── PROVIDED TEXT ──

St. Petersburg State Institute of Psychology and Social Work (SPbGIPSR, Санкт-Петербургский государственный институт психологии и социальной работы, СПбГИПСР) is the only Russian state higher education institution of psychological and social profile in the Northwestern Federal District.

==Academic structure==
As of December 2017, the Institute consists of Faculty of Psychological and Social Work (since 1995) and Faculty of Applied Psychology (since 1999) with a total of seven departments:
- Theory and Technology of Social Work
- Applied Social Psychology and Conflictology
- General, Developmental and Differential Psychology
- Counseling and Health Psychology
- Psychological Counseling
- Pedagogy and Psychology of Deviant Behaviour
- Philosophy, Cultural Studies and Foreign Languages
- Economics, Mathematics and Informatics

Academic structure also comprises the specialized Training and Laboratory Complex (TLC) designed to facilitate the practice-oriented approach in student's training. TLC consists of 6 laboratories and 4 classes:

- Art-Workshop Studio
- Center of Computer Technologies
- Psychological Counseling Studio
- Psychological Practice Center
- Psychophysiology Lab
- Music Therapy Studio

- Physical Education Center
- Individual Counseling Class
- Training and Methodology Class on
Psychological and Social Work
- Civil Defense Class

==Higher Education==
Bachelor's degree programmes

- 37.03.01 Psychology
- 39.03.02 Social Work "Social Work in the System of Social Services"

───

**WHAT TO DO:**
1. In the text about the St. Petersburg institute, since what year has the Faculty of Applied Psychology existed?
2. From the text about the St. Petersburg institute, write out the stretch from "St. Petersburg State" through "Northwestern Federal District." word for word.

── INFORMATION SHOWN ──

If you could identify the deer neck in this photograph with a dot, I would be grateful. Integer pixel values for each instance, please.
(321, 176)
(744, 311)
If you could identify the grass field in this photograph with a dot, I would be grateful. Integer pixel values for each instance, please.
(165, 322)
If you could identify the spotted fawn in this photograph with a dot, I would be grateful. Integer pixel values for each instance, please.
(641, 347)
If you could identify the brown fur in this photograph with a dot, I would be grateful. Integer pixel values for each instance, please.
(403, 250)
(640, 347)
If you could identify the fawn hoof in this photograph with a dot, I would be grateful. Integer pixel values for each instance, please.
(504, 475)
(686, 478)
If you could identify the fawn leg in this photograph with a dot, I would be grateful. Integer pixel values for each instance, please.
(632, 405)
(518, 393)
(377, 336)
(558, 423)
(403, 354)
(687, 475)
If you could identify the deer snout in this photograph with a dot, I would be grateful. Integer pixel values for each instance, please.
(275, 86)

───

**ANSWERS IN ORDER:**
1. Since 1999.

2.
St. Petersburg State Institute of Psychology and Social Work (SPbGIPSR, Санкт-Петербургский государственный институт психологии и социальной работы, СПбГИПСР) is the only Russian state higher education institution of psychological and social profile in the Northwestern Federal District.